What the task asks:
List every person named in the news report below on the Nangang bus crash.

Text provided:
=== Section Start ===

Wed, Feb 15, 2017 - Page 1 News List

Nangang crash death toll rises to 33

MOURNING AND QUESTIONS:The daughter of the bus driver, who was killed in the crash, accused his employer of lying about how much rest time he had been given

By Sean Lin, Shelley Shan and Shen Pei-yao  /  Staff reporters

Rescue workers attend the scene of a deadly bus crash in Taipei’s Nangang District on Monday night.

Photo: Peter Lo, Taipei Times

Distraught relatives yesterday gathered to mourn loved ones killed after a tour bus carrying elderly Taiwanese flipped on its side on Monday night in Taipei, killing 33 people and injuring 11.

The accident occurred at about 9pm as the bus was traveling in the slow lane on the exit ramp connecting the Chiang Wei-shui Memorial Freeway (National Freeway No. 5) and the Formosa Freeway (National Freeway No. 3) in Nangang District (南港).

Dashboard camera footage from a nearby car shows the bus driver apparently losing control of the vehicle as it was going through a long curve and flipping over the guard rails on the right side of the road.

The bus, carrying 42 passengers, a tour guide and the driver, was headed back to Taipei after a day of sightseeing at Wuling Farm (武陵) in Taichung, a favorite destination during cherry blossom season.

The latest victim died yesterday morning from multiple injuries and internal bleeding, Wanfang Hospital said.

Eleven survivors are still hospitalized.

The driver and guide also perished in the accident, the worst freeway accident in the nation’s history.

It was the deadliest road accident since Oct. 8, 1986, when a tour bus plunged into a ravine in central Taiwan, killing 42 people.

Questions have been raised over whether driver Kang Yu-hsun (康育薰) had been overworked.

His daughter, Kang Yi-chen (康宜蓁), yesterday accused Iris Travel Service Co (蝶戀花旅行社) of lying about her father having had two full rest days before making the trip to Wuling Farm.

She said her father only had some time off on Jan. 26 and then he worked through the Lunar New Year holiday until Friday last week.

Her father did not arrive home until 8am on Saturday morning and then went to check his bus that afternoon, saying that he had to work on Sunday and Monday, she said.

=== Section End ===

Extracted records:
=== Section Start ===

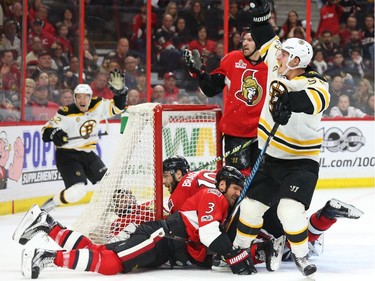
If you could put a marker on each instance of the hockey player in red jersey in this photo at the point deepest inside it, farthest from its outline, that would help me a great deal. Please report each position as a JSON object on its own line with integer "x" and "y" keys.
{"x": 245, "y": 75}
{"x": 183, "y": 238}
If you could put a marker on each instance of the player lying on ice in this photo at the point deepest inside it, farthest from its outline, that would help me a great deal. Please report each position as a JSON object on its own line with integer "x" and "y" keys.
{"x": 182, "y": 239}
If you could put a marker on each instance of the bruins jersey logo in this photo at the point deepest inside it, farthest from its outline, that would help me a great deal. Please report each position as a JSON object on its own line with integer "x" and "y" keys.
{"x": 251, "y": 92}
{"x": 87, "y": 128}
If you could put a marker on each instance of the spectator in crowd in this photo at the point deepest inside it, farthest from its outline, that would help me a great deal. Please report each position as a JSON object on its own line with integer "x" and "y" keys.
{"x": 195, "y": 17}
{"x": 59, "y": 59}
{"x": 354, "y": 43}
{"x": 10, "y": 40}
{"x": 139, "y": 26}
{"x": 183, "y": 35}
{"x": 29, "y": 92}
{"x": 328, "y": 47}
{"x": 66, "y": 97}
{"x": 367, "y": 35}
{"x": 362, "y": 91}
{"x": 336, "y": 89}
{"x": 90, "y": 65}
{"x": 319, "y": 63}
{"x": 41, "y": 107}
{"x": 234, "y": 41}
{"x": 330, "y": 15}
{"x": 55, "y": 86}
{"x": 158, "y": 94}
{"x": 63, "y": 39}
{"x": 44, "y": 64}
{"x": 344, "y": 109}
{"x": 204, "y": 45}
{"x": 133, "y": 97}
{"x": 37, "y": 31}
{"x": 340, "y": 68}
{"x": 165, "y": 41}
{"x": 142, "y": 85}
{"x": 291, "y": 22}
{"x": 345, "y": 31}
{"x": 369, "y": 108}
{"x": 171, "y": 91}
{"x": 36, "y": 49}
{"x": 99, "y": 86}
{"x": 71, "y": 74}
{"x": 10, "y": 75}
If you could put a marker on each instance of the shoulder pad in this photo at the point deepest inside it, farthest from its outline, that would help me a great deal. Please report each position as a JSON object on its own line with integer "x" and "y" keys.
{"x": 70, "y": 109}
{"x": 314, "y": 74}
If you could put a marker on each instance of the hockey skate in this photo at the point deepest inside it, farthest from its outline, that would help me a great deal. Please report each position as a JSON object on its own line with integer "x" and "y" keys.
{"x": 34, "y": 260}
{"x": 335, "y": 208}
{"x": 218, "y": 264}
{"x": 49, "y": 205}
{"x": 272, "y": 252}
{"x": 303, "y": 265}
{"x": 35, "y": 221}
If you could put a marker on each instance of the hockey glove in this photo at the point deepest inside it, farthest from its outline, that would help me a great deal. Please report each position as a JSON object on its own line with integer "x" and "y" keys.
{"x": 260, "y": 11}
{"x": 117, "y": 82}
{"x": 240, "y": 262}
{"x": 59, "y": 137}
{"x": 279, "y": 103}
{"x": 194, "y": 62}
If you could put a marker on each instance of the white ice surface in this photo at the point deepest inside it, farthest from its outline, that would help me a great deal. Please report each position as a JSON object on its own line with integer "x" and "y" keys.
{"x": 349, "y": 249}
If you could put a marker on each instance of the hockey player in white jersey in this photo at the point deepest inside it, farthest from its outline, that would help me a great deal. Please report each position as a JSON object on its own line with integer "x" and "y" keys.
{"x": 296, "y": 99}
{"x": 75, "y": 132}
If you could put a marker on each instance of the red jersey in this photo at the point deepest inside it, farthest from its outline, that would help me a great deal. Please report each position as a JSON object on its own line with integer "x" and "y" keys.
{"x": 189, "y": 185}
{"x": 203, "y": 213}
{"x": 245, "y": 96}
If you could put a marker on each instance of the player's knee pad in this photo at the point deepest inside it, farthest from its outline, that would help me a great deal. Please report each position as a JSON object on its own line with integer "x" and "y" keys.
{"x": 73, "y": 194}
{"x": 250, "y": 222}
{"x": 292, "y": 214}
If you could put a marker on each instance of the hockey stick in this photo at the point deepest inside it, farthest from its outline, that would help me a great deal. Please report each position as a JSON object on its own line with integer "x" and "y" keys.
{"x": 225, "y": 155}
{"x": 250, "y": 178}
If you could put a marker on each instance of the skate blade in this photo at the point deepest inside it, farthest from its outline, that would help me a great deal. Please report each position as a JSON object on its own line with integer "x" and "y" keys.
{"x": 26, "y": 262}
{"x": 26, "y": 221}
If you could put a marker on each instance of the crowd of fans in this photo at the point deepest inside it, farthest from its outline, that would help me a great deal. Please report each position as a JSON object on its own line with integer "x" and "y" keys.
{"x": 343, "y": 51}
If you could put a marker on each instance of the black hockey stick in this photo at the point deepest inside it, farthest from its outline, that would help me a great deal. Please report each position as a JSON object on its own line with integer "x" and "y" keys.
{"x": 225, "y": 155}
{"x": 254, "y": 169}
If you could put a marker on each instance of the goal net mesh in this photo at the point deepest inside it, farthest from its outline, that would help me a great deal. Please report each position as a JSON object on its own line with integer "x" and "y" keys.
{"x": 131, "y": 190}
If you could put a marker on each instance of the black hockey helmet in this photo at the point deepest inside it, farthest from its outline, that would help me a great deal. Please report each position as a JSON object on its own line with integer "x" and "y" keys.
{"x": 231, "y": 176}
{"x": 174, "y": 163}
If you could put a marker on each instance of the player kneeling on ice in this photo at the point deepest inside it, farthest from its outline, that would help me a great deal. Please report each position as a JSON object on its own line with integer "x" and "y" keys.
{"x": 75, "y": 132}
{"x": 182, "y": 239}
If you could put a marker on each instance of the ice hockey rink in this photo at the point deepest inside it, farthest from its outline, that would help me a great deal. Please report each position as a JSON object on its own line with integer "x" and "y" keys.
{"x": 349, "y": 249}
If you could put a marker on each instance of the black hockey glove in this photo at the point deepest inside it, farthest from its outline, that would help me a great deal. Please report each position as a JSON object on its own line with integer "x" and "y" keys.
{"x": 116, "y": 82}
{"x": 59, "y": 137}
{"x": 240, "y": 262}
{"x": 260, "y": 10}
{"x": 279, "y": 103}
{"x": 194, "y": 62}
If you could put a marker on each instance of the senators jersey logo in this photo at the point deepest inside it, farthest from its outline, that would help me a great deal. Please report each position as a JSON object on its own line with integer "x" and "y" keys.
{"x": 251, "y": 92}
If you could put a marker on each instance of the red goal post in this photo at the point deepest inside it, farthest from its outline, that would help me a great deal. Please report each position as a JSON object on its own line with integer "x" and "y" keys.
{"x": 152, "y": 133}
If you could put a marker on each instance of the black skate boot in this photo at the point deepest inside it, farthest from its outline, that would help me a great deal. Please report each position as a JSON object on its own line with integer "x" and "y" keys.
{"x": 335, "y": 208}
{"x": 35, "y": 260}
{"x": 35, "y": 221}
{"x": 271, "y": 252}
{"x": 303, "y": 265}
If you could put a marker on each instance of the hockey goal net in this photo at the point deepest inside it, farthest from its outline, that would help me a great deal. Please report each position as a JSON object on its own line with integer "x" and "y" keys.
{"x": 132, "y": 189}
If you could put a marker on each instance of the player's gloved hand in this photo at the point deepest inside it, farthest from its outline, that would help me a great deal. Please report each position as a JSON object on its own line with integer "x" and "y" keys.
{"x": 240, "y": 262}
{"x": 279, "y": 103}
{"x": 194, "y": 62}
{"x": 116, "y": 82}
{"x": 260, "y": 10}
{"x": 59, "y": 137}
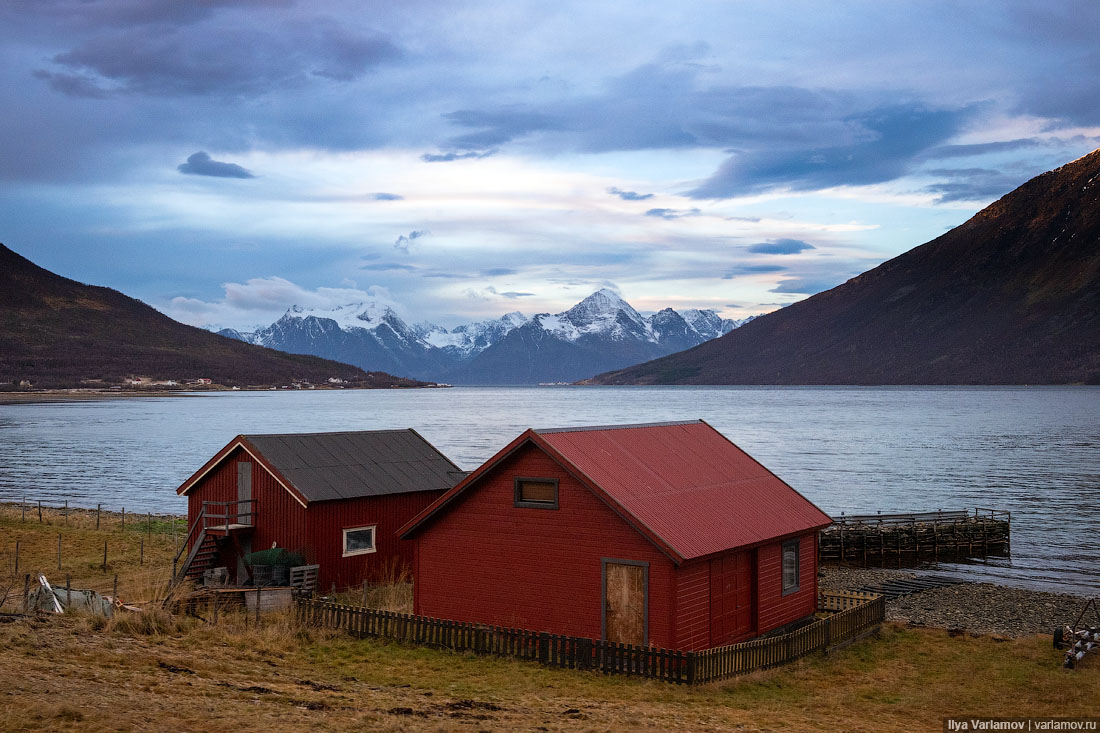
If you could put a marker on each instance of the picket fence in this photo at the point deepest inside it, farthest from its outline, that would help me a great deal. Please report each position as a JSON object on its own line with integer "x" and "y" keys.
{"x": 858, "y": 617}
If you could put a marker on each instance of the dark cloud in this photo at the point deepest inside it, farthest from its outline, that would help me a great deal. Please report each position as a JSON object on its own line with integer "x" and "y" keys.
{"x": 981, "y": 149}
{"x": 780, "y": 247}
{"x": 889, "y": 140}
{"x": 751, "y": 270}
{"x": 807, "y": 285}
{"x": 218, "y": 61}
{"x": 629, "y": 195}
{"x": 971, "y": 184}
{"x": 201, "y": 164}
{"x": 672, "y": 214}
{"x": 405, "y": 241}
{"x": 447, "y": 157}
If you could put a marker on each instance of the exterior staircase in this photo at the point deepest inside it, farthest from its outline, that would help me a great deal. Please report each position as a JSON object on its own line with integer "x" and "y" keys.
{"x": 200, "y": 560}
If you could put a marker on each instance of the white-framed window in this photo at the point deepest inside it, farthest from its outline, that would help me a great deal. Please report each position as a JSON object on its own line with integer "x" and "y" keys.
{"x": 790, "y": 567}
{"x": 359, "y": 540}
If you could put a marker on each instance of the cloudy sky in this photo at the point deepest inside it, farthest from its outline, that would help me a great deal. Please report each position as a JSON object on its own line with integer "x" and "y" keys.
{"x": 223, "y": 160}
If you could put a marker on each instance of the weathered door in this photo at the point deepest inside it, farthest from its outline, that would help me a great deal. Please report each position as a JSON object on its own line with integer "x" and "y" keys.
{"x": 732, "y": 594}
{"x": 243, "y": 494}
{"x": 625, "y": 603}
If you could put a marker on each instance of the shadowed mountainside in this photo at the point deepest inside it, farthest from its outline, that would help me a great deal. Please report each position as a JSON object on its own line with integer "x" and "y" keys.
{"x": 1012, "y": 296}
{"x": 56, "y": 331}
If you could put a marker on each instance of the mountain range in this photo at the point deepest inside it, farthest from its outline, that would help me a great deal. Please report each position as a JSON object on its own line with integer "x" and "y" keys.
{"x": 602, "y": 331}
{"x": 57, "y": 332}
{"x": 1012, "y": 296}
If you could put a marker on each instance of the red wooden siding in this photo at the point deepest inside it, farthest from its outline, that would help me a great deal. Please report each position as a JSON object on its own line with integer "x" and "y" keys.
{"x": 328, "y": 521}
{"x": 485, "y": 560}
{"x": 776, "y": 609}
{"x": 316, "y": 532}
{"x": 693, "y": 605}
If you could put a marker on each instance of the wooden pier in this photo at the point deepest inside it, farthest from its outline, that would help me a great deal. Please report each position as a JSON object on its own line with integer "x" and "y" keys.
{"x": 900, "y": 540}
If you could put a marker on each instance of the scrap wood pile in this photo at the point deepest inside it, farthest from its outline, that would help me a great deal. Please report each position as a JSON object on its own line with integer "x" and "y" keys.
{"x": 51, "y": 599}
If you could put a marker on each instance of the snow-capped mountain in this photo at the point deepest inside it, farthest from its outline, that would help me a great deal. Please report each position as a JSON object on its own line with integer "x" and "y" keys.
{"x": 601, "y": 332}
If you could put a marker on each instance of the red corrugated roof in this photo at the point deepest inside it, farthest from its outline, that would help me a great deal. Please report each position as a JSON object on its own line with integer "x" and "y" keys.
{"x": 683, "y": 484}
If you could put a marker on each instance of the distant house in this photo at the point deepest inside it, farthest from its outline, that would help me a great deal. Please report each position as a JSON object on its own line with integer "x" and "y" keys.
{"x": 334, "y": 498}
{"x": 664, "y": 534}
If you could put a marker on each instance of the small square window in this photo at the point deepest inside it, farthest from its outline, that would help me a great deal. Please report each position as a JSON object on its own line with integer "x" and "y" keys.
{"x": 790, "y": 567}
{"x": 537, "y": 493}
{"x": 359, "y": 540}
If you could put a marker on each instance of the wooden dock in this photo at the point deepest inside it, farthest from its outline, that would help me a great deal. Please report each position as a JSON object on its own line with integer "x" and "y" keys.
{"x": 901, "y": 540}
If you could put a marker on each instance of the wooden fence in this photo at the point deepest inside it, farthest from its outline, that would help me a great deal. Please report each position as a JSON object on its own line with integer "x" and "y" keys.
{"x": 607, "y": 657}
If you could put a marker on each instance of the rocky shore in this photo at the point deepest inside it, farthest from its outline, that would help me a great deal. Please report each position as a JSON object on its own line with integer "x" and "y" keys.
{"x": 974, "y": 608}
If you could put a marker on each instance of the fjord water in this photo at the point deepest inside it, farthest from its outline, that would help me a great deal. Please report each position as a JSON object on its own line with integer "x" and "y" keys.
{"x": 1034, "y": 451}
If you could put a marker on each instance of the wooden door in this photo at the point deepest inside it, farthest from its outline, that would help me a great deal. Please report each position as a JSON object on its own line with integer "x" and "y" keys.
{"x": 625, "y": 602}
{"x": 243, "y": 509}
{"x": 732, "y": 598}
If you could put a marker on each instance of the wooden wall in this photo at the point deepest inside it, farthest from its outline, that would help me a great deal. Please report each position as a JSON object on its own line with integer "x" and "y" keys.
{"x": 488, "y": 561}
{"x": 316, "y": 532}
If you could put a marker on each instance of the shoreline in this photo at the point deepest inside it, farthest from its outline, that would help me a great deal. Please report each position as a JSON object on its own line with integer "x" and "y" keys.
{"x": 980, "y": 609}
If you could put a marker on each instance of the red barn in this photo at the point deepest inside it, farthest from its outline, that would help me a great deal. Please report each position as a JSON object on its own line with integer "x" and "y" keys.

=== Section End ===

Answer to this task:
Sean Lin, Shelley Shan, Shen Pei-yao, Peter Lo, Kang Yu-hsun, Kang Yi-chen